=== UJI PEMAHAMAN ===
**a.** Jawab pertanyaan berikut berdasarkan kutipan tentang pengobatan TB.
(i) Apa nama lain imunomodulator menurut kutipan itu?
(ii) Enzim apa saja yang disebut mampu memodifikasi obat?
(iii) Protein apa yang membuat Mycobacterium tuberculosis resisten terhadap fluoroquinolone?
**b.** Ketik ulang tanpa perubahan bagian kutipan tentang pengobatan TB yang diawali kata-kata "RESISTENSI MYCOBACTERIUM TUBERCULOSIS" dan diakhiri "kasus (Palit, 2010)".
**c.** Lanjutkan kutipan tentang pengobatan TB, dimulai setelah kalimat terakhirnya.

::: KUTIPAN TERPILIH :::

Meniran juga bersifat sebagai imunomodulator alias penguat sistem
kekebalan tubuh. Ketika kekebalan tubuh meningkat, bibit-bibit penyakit
yang masuk ke dalam tubuh dapat dilemahkan. Jika sel-sel imun seseorang
diganggu, maka orang tersebut akan rentan sakit (Anonim h, 2010).
Perpaduan ekstrak jahe dan mengkudu itu mampu menyempurnakan obat
standar resep dokter seperti rifampisin serta pirazinamid yang selama
ini digunakan untuk mengatasi TB. Untuk yang tidak cocok mengkonsumsi
obat-obatan dokter tersebut, menyebabkan gangguan hati. Namun, apabila
penggunaannya disertai dengan konsumsi jahe dan mengkudu, hal tersebut
tidak akan terjadi. Ekstrak jahe dan mengkudu juga mencegah resistensi
(Anonim h, 2010)
RESISTENSI MYCOBACTERIUM TUBERCULOSIS
Bakteri Mycobacterium tuberculosis secara alami resisten
terhadap berbagai antibiotik yang telah ada sebelumnya. Hal ini
menyebabkan sulitnya pengobatan penyakit TB secara tuntas. Sifat
resisten ini dipengaruhi oleh adanya enzim-enzim yang mampu memodifikasi
obat seperti b-lactamase dan aminoglycosida acetyl transferase. Jika
diterapi dengan benar, tuberkulosis dapat disembuhkan yang disebabkan oleh kompleks Mycobacterium tuberculosis,
yang peka terhadap obat, praktis dapat disembuhkan. Tanpa terapi
tuberkulosa akan mengakibatkan kematian dalam lima tahun pertama pada
lebih dari setengah kasus (Palit, 2010)
Mycobacterium tuberculosis resisten terhadap fluoroquinolone
melalui struktur unik protein MfpA. Berdasarkan analisa model dengan
menggunakan komputer (computer modeling) ditemukan bahwa protein MfpA
bisa masuk ke dalam bagian aktif (active site) dari enzim gyrase,
seperti halnya DNA. Ini disebabkan karena protein MfpA memiliki struktur
yang sama dengan DNA. Akan tetapi berbeda dengan interaksi gyrase
dengan DNA, interaksi gyrase dengan MfpA mengakibatkan gyrase tidak bisa
berinteraksi dengan fluoroquinolone. Dengan kata lain, kompleks
MfpA-gyrase tidak bisa berinterkasi dengan fluoroquinolone, sehingga
fluoroquinolone tidak bisa berfungsi sebagaimana mestinya (Anonim g,
2008).

::: CUPLIKAN DATA :::

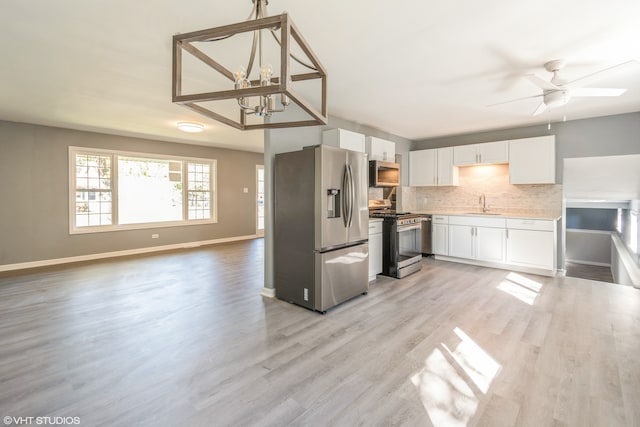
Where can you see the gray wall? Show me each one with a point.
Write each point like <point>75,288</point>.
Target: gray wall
<point>34,194</point>
<point>601,136</point>
<point>284,140</point>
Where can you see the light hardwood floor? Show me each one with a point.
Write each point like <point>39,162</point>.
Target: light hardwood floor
<point>185,339</point>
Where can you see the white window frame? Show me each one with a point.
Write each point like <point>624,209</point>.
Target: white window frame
<point>73,229</point>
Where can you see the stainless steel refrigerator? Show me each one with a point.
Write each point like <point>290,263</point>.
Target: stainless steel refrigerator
<point>321,218</point>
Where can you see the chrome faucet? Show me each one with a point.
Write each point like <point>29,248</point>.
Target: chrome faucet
<point>483,202</point>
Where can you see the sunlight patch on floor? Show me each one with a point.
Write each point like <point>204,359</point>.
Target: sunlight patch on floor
<point>446,396</point>
<point>476,363</point>
<point>445,383</point>
<point>520,287</point>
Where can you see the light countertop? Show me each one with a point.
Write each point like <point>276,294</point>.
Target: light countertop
<point>490,214</point>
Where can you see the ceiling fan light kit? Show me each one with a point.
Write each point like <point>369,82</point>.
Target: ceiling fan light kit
<point>257,97</point>
<point>191,127</point>
<point>557,92</point>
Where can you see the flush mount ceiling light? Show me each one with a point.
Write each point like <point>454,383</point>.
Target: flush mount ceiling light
<point>250,93</point>
<point>190,127</point>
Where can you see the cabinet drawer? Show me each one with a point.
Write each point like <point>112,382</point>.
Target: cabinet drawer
<point>440,219</point>
<point>375,227</point>
<point>531,224</point>
<point>475,221</point>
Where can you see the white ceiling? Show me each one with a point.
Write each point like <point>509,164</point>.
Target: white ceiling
<point>415,68</point>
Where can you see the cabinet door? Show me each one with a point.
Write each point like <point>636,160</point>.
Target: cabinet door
<point>493,152</point>
<point>532,160</point>
<point>490,244</point>
<point>447,174</point>
<point>530,248</point>
<point>440,239</point>
<point>422,168</point>
<point>464,155</point>
<point>461,241</point>
<point>375,255</point>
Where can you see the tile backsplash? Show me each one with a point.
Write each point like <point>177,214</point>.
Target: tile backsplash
<point>491,180</point>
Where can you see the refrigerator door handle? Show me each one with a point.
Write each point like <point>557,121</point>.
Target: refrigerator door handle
<point>345,198</point>
<point>352,194</point>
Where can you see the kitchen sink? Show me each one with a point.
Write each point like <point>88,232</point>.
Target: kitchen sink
<point>482,213</point>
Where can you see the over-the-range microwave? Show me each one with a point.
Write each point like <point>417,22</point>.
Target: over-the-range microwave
<point>384,174</point>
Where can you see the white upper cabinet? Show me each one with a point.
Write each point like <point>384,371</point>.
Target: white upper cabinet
<point>344,139</point>
<point>423,168</point>
<point>428,168</point>
<point>532,160</point>
<point>475,154</point>
<point>447,174</point>
<point>380,149</point>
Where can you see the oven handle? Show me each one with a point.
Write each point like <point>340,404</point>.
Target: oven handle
<point>409,228</point>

:::

=== KUNCI JAWABAN ===
**a.**
(i) Penguat sistem kekebalan tubuh.
(ii) b-lactamase dan aminoglycosida acetyl transferase.
(iii) Protein MfpA.

**b.**
RESISTENSI MYCOBACTERIUM TUBERCULOSIS
Bakteri Mycobacterium tuberculosis secara alami resisten
terhadap berbagai antibiotik yang telah ada sebelumnya. Hal ini
menyebabkan sulitnya pengobatan penyakit TB secara tuntas. Sifat
resisten ini dipengaruhi oleh adanya enzim-enzim yang mampu memodifikasi
obat seperti b-lactamase dan aminoglycosida acetyl transferase. Jika
diterapi dengan benar, tuberkulosis dapat disembuhkan yang disebabkan oleh kompleks Mycobacterium tuberculosis,
yang peka terhadap obat, praktis dapat disembuhkan. Tanpa terapi
tuberkulosa akan mengakibatkan kematian dalam lima tahun pertama pada
lebih dari setengah kasus (Palit, 2010)

**c.**
Interaksi gyrase dan DNA penting dalam proses replikasi bakteri M. tuberculosis.
Interaksi protein MfpA dengan gyrase, secara otomatis juga menghambat
interaksi gyrase dengan DNA. Dengan kata lain, protein MfpA merupakan
inhibitor dari enzim gyrase, yakni menghambat aktivitas enzim gyrase itu
senditi. Hambatan fungsi enzim gyrase ini mengakibatkan proses
replikasi M. tuberculosis terganggu. Pada kenyataannya memang demikian. Artinya, perkembangbiakan bakteri M. tuberculosis
menurun, akan tetapi hal ini lebih baik bagi bakteri dari pada mati
karena obat fluoroquinolone. Dan biasanya bakteri yang resisten terhadap
suatu obat bukan secara tiba-tiba, melainkan mulai dari jumlah yang
sedikit dan kemudian perlahan-lahan bertambah sesuai dengan perjalanan
waktu (Anonim g, 2008).
Mekanisme fungsi protein MfpA dalam proses resistensi M. tuberculosis
sangat unik. Pada umumnya resistensi disebabkan oleh penguraian obat
anti-bakteri oleh enzim atau protein tertentu. Akan tetapi tidak
demikian halnya dengan protein MfpA. Protein ini hanya memproteksi
interaksi obat dengan targetnya. MfpA adalah protein yang pertama kali
dibuktikan mempunyai fungsi demikian (Anonim g, 2008).
Pada umumnya kegagalan pengobatan TBC terjadi disebabkan terapi yang
terputus karena pasien merasa sudah sembuh. Masalah yang sering timbul
adalah lamanya waktu pengobatan. Obat untuk TBC harus dimakan sedikitnya
enam bulan. Sementara biasanya setelah makan obat selama dua bulan,
pasien malas meneruskan pengobatan karena merasa sembuh dan tidak
merasakan gejala lagi. Padahal apabila pengobatan berhenti di tengah
jalan, maka tidah hanya penyakitnya saja yang tidak sembuh dengan
tuntas, tetapi juga menyebabkan bakteri TBC menjadi kebal terhadap obat
yang digunakan. Ketiadaan biaya juga membuat seseorang tidak berobat,
karena tidak mengetahui program pemerintah yang menggratiskan obat TBC
di seluruh Puskesmas di Indonesia. Penyakit ini sering dianggap enteng
oleh penderita karena masih bisa bekerja seperti biasa, namun tanpa
disadari keparahan penyakit yang semakin meningkat sebanding dengan
perjalanan waktu dan menurunnya daya tahan tubuh.